> _Objective_
Retype each of the following items verbatim, keeping every line unchanged.

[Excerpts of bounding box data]
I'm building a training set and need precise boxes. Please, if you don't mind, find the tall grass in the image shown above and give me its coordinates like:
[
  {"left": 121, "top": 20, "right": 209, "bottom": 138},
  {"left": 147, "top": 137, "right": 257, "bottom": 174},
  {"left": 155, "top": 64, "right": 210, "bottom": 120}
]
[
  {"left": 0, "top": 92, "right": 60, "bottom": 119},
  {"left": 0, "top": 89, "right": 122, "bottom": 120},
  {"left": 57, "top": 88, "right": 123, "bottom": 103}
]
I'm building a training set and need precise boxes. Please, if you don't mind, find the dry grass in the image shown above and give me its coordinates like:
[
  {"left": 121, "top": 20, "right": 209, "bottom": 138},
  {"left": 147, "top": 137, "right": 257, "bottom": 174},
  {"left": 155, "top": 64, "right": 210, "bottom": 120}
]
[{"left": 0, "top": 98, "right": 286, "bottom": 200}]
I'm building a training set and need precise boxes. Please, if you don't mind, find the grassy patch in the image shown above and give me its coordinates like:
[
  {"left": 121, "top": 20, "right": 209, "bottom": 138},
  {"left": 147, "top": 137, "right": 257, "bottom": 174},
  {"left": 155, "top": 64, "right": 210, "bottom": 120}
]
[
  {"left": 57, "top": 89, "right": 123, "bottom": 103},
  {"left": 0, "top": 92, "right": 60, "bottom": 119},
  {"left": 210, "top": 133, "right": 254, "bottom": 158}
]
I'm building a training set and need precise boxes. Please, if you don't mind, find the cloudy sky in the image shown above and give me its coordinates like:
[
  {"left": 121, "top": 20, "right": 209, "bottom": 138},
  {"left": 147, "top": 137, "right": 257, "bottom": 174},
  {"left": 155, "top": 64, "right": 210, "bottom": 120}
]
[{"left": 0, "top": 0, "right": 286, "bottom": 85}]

> _Output_
I'm building a training set and need precise boxes. Please, if you don't mind, find the tall grass in the image shown above and give me its coordinates like:
[
  {"left": 121, "top": 20, "right": 209, "bottom": 138},
  {"left": 147, "top": 137, "right": 257, "bottom": 174},
  {"left": 155, "top": 64, "right": 210, "bottom": 120}
]
[
  {"left": 0, "top": 92, "right": 60, "bottom": 119},
  {"left": 0, "top": 89, "right": 122, "bottom": 120},
  {"left": 57, "top": 88, "right": 123, "bottom": 103}
]
I'm building a training set and need precise boxes. Please, if you don't mind, find the dry grass in the image shown above and give me its coordinates like:
[
  {"left": 121, "top": 20, "right": 209, "bottom": 138},
  {"left": 147, "top": 137, "right": 257, "bottom": 174},
  {"left": 155, "top": 64, "right": 210, "bottom": 120}
]
[{"left": 0, "top": 98, "right": 286, "bottom": 200}]
I'm building a training set and need precise boxes. Please, if you don't mind, find the grassy patch in the image shown above and give me its coordinates like:
[
  {"left": 121, "top": 20, "right": 209, "bottom": 138},
  {"left": 147, "top": 137, "right": 257, "bottom": 174},
  {"left": 155, "top": 64, "right": 210, "bottom": 120}
]
[
  {"left": 57, "top": 89, "right": 123, "bottom": 103},
  {"left": 0, "top": 92, "right": 60, "bottom": 119},
  {"left": 210, "top": 133, "right": 254, "bottom": 158}
]
I'm building a training set and need precise boxes. Please, if you don't mind, find the cloudy sky in the image shown above and give me its coordinates like:
[
  {"left": 121, "top": 20, "right": 209, "bottom": 138},
  {"left": 147, "top": 137, "right": 257, "bottom": 174},
  {"left": 155, "top": 64, "right": 210, "bottom": 120}
]
[{"left": 0, "top": 0, "right": 286, "bottom": 85}]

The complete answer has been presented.